▶ [EXERCISE 1]
In the forum thread about a divorce, on what day of the month did DeathTouch finally get the divorce?

▶ [GIVEN TEXT]

# Divorced



## DeathTouch (Sep 6, 2005)

I just wanted to tell the people who have been by my side thru the whole divorce thing that I finally got a divorce on the 8th of this month. Thank you much.


----------



## Sickie Ickie (Jun 20, 2006)

bittersweet I'm sure. At least the paperwork is over.


----------



## Frighteners Entertainment (Jan 24, 2006)

Congrats M...does this mean nakid pillows fights this weekend?


----------



## DeathTouch (Sep 6, 2005)

Frighteners Entertainment said:


> Congrats M...does this mean nakid pillows fights this weekend?


Yes....But pillows with feathers.


----------



## Bone Dancer (Oct 7, 2005)

(Speachless, totally speachless)


----------



## Frighteners Entertainment (Jan 24, 2006)

DeathTouch said:


> Yes....But pillows with feathers.


If this has anything to do with "molasses" I won't be coming over!


----------



## Ms. Wicked (Nov 14, 2006)

Mark, I'm sorry that you went through so much to get to this point.

Hopefully now you'll have that weight off of your shoulders and you'll be able to truly move forward. You deserve it.

Best of luck.


----------



## Death's Door (Mar 22, 2006)

Now that you cut through the paperwork crap, we want you to move on and get on with your life.


----------



## ScareFX (Aug 18, 2004)

A new beginning...Here's to a good 2008 for DeathTouch.


----------



## Bodybagging (May 8, 2006)

(Smiling)


----------



## scareme (Aug 29, 2006)

Hope the new year holds the best for you.


----------



## Hellrazor (Jun 18, 2006)

I agree with the other writers, hoping the best for DT in 2008. Im happy for you that it is over. HOpe you are doing well. This will be a tough time for you, the finalization. Remember we are STILL here for you. Have FUN moving on, when you are ready.


----------



## rip86 (Jan 11, 2008)

I think the secret to a lasting marage is good communication.

▶ [SUPPLIED INFORMATION]

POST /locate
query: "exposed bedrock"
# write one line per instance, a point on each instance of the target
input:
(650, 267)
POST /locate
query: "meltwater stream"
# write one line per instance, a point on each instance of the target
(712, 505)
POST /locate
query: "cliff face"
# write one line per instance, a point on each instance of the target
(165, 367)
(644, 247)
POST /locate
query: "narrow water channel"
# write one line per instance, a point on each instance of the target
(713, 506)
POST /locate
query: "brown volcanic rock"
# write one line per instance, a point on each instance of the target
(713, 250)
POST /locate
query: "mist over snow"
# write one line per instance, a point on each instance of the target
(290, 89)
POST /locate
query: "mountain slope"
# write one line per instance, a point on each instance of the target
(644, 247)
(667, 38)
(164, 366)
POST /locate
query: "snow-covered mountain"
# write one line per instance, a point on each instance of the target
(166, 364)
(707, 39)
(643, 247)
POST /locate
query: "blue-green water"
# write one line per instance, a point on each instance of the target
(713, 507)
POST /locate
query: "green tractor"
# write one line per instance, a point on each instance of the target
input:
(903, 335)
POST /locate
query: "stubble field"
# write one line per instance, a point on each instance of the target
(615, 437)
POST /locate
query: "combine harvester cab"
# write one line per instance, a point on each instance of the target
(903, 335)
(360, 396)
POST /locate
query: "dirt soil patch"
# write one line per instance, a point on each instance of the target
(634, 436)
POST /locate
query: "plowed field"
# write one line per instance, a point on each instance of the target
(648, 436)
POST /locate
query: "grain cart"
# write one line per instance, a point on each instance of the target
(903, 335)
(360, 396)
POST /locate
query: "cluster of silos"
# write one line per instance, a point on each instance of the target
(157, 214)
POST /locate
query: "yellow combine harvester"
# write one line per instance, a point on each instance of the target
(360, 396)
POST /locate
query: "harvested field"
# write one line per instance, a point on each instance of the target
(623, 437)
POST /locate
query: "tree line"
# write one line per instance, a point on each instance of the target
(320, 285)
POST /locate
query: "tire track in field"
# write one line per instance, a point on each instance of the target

▶ [EXERCISE 2]
How many lines of the listing contain the string "harvester"? Case counts. Give only the number.

▶ [RESPONSE 1]
On the 8th of the month.

▶ [RESPONSE 2]
2